SELECTION:
[Begin]
# New Gal Onboard



## Derbygal (May 12, 2010)

Hi everyone,

Been reading a few months though shy to posting, my other half introduced himself a while back & already feels at home here. We've recently purchased our "new to us" sailboat and are looking forward to enjoying the cruising lifestyle in the future after we get everything set up the way we like it, so I'll probably be spending a fair amount of time in the Live Aboard & HerSailnet areas reading up on as much as I can 

Just wanted to land my first post and say that I've been really impressed by the number of posters here (especially the females), you've shared a vast amount of knowledge with us that we truly appreciate & we hope to be able to share the wealth in the future!

Happy Sails!


----------



## CharlieCobra (May 23, 2006)

Welcome aboard...


----------



## sailingdog (Mar 19, 2006)

Welcome aboard. Do you have any photos of your boat yet? I'd also recommend you read the POST in my signature as it will help you get more out of your time on Sailnet.


----------



## deniseO30 (Nov 27, 2006)

Welcome! Don't forget to read and contribute to her sailnet! We don't all sail braless it's just a rumor round here, giggle


----------



## smackdaddy (Aug 13, 2008)

I do, in fact, sail braless. And I'm proud of it.

Welcome to SN derby. And whatever you do, don't read the post in Dog's sig. Your eyes will roll back in your head.

Just repeat after me..."rules schmules".


----------



## Faster (Sep 13, 2005)

Welcome, Derbygal!


----------



## gripandrip27 (May 1, 2010)

I am new here as well.You ladies are crackin' me up with the braless sailing jokes.


----------



## multiboat (Dec 11, 2012)

New here too. Wife & I love the water, have boated since married (30 yrs now) and would love to sail into retirement. Just shifted from 20'Bayliner to a 20' Pontoon, for the sake of the # of kids, their significant others & the grandkid. Doubt if retirement (in 7 years will shift our residence south, but would like to sail Great Lakes and down to the Gulf.


----------
[End]
RAW DATA:
[Begin]
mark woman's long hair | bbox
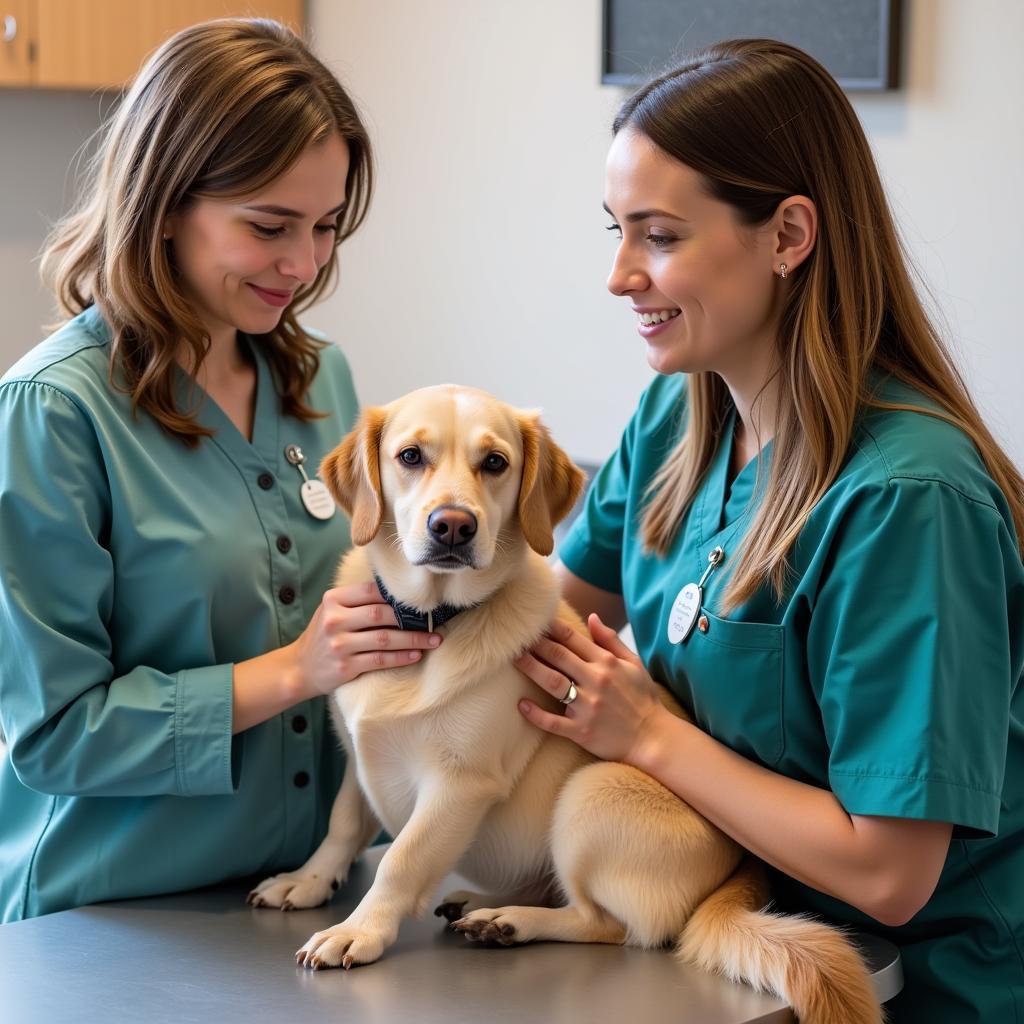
[End]
EXERCISE OBJECTIVE: In the sailing forum thread, what kind of boat did multiboat switch to from a 20' Bayliner?

COMPLETED EXERCISE: A 20' pontoon.